- Task prompt
Quote the lines below exactly, from the one that holds "green leafy shrub" through the final line of the records, and only those.

- Excerpts from point annotation data
━━━━━━

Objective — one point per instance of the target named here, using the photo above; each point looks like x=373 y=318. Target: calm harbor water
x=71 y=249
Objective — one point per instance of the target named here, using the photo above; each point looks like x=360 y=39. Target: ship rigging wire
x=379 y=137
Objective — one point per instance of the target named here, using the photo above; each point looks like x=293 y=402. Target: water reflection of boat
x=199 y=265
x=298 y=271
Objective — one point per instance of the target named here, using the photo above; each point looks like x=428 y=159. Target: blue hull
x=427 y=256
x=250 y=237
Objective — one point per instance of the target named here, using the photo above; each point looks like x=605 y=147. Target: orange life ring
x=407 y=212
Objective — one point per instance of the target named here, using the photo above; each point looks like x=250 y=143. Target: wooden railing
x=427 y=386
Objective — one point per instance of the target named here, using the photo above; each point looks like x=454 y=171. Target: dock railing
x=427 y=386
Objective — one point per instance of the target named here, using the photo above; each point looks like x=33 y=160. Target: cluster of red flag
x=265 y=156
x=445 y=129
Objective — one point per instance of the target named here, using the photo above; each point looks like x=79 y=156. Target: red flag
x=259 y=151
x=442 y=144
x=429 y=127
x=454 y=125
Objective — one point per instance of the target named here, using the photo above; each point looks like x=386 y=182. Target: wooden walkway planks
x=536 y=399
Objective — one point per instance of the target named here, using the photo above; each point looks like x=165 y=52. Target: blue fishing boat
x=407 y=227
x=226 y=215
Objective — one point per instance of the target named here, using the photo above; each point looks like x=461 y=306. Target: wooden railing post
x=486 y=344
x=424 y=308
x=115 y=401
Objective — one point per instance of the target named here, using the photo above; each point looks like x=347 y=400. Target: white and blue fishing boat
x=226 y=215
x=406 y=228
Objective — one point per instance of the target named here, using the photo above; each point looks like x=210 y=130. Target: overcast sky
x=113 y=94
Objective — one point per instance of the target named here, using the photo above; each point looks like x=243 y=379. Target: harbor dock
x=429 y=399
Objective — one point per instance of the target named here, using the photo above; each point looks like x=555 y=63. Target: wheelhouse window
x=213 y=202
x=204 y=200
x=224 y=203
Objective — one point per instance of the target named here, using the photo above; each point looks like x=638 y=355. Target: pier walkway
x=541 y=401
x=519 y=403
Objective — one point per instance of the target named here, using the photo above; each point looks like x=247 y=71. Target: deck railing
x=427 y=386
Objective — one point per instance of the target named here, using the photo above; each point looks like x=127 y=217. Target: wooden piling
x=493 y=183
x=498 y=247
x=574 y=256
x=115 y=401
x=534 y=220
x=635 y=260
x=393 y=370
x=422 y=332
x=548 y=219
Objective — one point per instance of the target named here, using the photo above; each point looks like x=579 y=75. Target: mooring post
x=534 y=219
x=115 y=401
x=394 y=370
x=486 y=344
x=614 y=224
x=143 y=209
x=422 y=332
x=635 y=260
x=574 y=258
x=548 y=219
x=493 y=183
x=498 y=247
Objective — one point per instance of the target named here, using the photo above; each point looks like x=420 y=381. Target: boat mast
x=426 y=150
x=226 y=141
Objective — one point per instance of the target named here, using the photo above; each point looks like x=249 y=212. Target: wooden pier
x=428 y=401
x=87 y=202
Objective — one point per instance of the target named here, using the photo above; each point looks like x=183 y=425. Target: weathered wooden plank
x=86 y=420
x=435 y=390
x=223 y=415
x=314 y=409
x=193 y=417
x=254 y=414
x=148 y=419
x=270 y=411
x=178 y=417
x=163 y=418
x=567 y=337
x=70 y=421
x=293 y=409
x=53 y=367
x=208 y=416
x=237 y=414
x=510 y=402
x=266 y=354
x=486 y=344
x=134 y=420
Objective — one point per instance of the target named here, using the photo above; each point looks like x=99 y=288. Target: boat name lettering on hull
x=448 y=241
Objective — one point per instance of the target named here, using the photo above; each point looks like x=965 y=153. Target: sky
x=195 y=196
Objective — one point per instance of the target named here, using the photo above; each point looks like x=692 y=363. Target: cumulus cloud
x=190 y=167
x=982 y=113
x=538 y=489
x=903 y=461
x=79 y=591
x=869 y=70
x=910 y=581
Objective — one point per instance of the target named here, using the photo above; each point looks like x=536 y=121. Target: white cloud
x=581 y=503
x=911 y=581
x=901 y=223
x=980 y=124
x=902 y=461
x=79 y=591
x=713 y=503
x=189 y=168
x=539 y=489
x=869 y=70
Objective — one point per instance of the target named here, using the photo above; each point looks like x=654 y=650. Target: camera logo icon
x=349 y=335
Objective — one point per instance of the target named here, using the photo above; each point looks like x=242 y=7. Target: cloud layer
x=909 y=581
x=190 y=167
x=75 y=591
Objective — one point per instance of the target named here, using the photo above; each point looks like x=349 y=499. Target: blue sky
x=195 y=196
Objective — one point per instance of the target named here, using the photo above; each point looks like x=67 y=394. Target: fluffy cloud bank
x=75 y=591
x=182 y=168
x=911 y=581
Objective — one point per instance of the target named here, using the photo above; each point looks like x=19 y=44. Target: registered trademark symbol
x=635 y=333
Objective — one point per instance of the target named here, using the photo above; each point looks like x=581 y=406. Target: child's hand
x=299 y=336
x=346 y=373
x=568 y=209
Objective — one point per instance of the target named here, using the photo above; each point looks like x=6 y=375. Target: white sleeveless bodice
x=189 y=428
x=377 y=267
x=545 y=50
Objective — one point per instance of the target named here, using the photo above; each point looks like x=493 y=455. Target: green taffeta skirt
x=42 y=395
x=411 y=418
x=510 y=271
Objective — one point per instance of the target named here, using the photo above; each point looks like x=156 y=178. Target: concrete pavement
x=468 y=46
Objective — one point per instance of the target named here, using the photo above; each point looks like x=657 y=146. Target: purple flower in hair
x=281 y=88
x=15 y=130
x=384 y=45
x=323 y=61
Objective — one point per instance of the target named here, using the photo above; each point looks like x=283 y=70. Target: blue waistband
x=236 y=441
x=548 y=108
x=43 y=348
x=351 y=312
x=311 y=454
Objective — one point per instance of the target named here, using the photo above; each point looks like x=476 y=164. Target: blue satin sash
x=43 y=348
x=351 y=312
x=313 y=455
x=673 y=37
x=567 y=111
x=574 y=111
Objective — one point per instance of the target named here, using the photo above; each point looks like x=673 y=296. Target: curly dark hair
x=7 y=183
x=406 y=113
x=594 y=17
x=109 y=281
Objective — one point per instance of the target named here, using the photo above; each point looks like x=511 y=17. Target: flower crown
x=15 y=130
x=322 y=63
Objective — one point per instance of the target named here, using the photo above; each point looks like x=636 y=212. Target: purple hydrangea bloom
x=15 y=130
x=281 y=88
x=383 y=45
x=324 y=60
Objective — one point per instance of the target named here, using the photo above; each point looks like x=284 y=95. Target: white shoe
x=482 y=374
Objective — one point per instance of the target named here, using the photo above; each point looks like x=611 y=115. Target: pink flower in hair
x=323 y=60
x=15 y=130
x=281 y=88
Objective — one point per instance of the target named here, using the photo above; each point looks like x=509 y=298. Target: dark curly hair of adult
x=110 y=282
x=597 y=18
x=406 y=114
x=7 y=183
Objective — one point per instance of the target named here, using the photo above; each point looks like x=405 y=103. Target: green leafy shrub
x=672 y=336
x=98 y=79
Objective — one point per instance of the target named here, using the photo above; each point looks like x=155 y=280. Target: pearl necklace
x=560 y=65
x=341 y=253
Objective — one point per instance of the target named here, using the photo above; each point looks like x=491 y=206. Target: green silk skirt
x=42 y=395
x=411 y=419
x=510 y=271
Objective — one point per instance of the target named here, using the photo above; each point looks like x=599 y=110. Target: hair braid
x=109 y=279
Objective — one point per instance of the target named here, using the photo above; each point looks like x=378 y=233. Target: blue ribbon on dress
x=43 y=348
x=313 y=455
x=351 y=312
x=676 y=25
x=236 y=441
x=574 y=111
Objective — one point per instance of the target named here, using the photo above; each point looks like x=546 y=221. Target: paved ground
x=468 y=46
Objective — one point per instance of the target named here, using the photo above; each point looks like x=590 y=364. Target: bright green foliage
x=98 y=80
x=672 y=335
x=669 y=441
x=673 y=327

━━━━━━

- Solution to this task
Objective — one point per instance of the target named here, using the photo above; each point looks like x=405 y=103. Target: green leafy shrub
x=672 y=336
x=98 y=79
Objective — one point per instance of the target named here, using the photo above; each point looks like x=155 y=280. Target: pearl necklace
x=560 y=65
x=341 y=253
Objective — one point per instance of the target named here, using the photo above; each point looks like x=491 y=206. Target: green silk skirt
x=42 y=395
x=411 y=419
x=510 y=271
Objective — one point per instance of the target named here, using the photo above; each point looks like x=599 y=110. Target: hair braid
x=109 y=279
Objective — one point per instance of the target named here, using the photo above; each point looks like x=378 y=233. Target: blue ribbon on dress
x=43 y=348
x=313 y=455
x=351 y=312
x=676 y=25
x=236 y=441
x=574 y=111
Objective — one point per instance of the target named here, using the photo above; each point looks like x=546 y=221. Target: paved ground
x=468 y=46
Objective — one point per instance of the target named here, using the photo above; each point looks like x=590 y=364. Target: bright green foliage
x=98 y=80
x=672 y=335
x=669 y=441
x=673 y=327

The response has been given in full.